_INFORMATION_:

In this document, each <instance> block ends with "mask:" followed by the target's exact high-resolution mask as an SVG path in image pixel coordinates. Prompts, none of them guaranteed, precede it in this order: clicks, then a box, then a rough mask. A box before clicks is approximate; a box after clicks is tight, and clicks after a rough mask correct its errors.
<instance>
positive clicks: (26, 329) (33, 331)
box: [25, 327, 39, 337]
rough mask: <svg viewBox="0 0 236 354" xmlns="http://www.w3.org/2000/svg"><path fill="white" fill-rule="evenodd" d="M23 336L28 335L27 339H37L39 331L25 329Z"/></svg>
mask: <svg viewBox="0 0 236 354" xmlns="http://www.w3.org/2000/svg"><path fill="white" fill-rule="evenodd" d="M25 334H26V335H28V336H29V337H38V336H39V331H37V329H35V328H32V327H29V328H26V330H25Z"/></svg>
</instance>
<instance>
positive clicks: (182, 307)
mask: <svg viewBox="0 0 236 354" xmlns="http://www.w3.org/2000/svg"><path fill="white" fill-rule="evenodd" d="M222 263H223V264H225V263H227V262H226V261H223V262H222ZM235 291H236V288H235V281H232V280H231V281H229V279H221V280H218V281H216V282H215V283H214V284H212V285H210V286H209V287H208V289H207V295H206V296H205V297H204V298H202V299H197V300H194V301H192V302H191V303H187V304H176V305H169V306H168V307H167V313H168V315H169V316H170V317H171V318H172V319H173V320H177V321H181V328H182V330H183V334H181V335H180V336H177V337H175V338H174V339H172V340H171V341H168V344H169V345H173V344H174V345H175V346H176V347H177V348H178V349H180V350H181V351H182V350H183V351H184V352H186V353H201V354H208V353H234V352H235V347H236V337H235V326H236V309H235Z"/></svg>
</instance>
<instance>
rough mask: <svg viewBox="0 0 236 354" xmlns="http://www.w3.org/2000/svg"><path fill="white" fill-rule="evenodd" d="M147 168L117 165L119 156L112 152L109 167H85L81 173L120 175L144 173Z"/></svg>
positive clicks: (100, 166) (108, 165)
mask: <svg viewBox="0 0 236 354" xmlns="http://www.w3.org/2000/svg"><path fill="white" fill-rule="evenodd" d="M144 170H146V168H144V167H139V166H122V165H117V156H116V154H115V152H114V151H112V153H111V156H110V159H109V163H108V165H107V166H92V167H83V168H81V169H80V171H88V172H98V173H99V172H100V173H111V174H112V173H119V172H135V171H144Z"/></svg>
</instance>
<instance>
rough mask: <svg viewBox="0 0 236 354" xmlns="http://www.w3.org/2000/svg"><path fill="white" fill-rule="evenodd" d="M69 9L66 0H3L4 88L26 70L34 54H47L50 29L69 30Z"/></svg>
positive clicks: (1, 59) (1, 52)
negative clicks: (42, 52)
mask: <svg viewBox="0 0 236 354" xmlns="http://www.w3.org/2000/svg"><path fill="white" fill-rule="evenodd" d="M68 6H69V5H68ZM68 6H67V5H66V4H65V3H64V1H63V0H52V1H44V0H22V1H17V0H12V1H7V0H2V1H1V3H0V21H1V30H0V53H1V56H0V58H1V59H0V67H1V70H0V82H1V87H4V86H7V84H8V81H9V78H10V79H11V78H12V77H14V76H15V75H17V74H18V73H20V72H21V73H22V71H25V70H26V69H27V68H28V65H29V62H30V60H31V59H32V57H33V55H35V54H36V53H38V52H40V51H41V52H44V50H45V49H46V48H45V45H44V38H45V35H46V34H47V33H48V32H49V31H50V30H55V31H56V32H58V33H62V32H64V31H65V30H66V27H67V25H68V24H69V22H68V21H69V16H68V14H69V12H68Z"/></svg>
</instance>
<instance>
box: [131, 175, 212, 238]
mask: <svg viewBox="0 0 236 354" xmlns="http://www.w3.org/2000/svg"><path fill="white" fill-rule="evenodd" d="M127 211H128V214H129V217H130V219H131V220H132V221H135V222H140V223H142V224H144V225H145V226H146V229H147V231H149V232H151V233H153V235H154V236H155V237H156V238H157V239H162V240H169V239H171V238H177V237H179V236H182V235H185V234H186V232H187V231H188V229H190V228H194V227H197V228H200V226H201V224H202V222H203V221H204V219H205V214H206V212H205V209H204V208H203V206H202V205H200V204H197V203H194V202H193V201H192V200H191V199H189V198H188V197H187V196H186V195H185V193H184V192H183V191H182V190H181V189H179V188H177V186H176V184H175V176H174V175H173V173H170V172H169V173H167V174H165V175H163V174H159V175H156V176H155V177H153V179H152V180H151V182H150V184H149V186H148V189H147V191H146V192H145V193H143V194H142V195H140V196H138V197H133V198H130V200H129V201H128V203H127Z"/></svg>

_EXERCISE DESCRIPTION_:
Reproduce every record, matching each line exactly.

_SOLVED PROBLEM_:
In this document, each <instance> block ends with "mask:" followed by the target's exact high-resolution mask as an SVG path in image pixel coordinates. Prompts, none of them guaranteed, precede it in this order: clicks, then a box, then a rough mask. A box before clicks is approximate; a box after clicks is tight, and clicks after a rough mask correct its errors.
<instance>
positive clicks: (26, 329) (33, 331)
box: [25, 327, 39, 337]
rough mask: <svg viewBox="0 0 236 354" xmlns="http://www.w3.org/2000/svg"><path fill="white" fill-rule="evenodd" d="M23 336L28 335L27 339H37L39 331L25 329Z"/></svg>
mask: <svg viewBox="0 0 236 354" xmlns="http://www.w3.org/2000/svg"><path fill="white" fill-rule="evenodd" d="M25 334H26V335H28V336H29V337H38V336H39V331H37V329H35V328H32V327H29V328H26V330H25Z"/></svg>
</instance>
<instance>
positive clicks: (182, 307)
mask: <svg viewBox="0 0 236 354" xmlns="http://www.w3.org/2000/svg"><path fill="white" fill-rule="evenodd" d="M222 263H223V264H225V263H227V262H226V261H223V262H222ZM235 291H236V288H235V281H232V280H231V281H229V279H221V280H218V281H216V282H215V283H214V284H212V285H210V286H209V287H208V289H207V295H206V296H205V297H204V298H202V299H197V300H194V301H192V302H191V303H187V304H176V305H169V306H168V307H167V313H168V315H169V316H170V317H171V318H172V319H173V320H177V321H181V328H182V330H183V334H181V335H180V336H177V337H175V338H174V339H172V340H171V341H168V344H169V345H173V344H174V345H175V346H176V347H177V348H178V349H180V350H181V351H182V350H183V351H184V352H186V353H201V354H208V353H234V352H235V347H236V337H235V326H236V309H235Z"/></svg>
</instance>
<instance>
rough mask: <svg viewBox="0 0 236 354" xmlns="http://www.w3.org/2000/svg"><path fill="white" fill-rule="evenodd" d="M147 168L117 165L119 156L112 152L109 167H85L81 173L120 175L144 173Z"/></svg>
positive clicks: (100, 166) (108, 165)
mask: <svg viewBox="0 0 236 354" xmlns="http://www.w3.org/2000/svg"><path fill="white" fill-rule="evenodd" d="M144 170H146V168H144V167H139V166H122V165H117V156H116V154H115V152H114V151H112V153H111V156H110V159H109V163H108V165H107V166H92V167H83V168H81V169H80V171H88V172H98V173H99V172H100V173H111V174H112V173H119V172H135V171H144Z"/></svg>
</instance>
<instance>
rough mask: <svg viewBox="0 0 236 354" xmlns="http://www.w3.org/2000/svg"><path fill="white" fill-rule="evenodd" d="M69 9L66 0H3L4 88L26 70L34 54H47L50 29L69 30Z"/></svg>
positive clicks: (1, 59) (1, 52)
negative clicks: (42, 52)
mask: <svg viewBox="0 0 236 354" xmlns="http://www.w3.org/2000/svg"><path fill="white" fill-rule="evenodd" d="M68 6H69V5H68ZM68 6H67V5H66V4H65V3H64V1H63V0H52V1H44V0H22V1H17V0H12V1H7V0H2V1H1V3H0V21H1V30H0V53H1V56H0V58H1V59H0V67H1V70H0V82H1V87H4V86H7V84H8V81H9V78H10V79H11V78H12V77H14V76H15V75H17V74H18V73H20V72H21V73H22V71H25V70H26V69H27V68H28V65H29V62H30V60H31V59H32V57H33V55H35V54H36V53H38V52H40V51H41V52H44V50H45V49H46V48H45V45H44V38H45V35H46V34H47V33H48V32H49V31H50V30H55V31H56V32H58V33H62V32H64V31H65V30H66V27H67V25H68V24H69V22H68V21H69V16H68V14H69V12H68Z"/></svg>
</instance>
<instance>
box: [131, 175, 212, 238]
mask: <svg viewBox="0 0 236 354" xmlns="http://www.w3.org/2000/svg"><path fill="white" fill-rule="evenodd" d="M127 211H128V214H129V217H130V219H131V220H132V221H135V222H140V223H142V224H144V225H145V226H146V229H147V231H149V232H151V233H153V235H154V236H155V237H156V238H157V239H162V240H169V239H171V238H177V237H179V236H182V235H185V234H186V232H187V231H188V229H190V228H194V227H197V228H200V226H201V224H202V222H203V221H204V219H205V214H206V212H205V209H204V208H203V206H202V205H200V204H197V203H194V202H193V201H192V200H191V199H189V198H188V197H187V196H186V195H185V193H184V192H183V191H182V190H181V189H179V188H177V186H176V184H175V176H174V175H173V173H170V172H169V173H167V174H165V175H163V174H159V175H156V176H155V177H153V179H152V180H151V182H150V184H149V186H148V189H147V191H146V192H145V193H143V194H142V195H140V196H138V197H133V198H130V200H129V201H128V203H127Z"/></svg>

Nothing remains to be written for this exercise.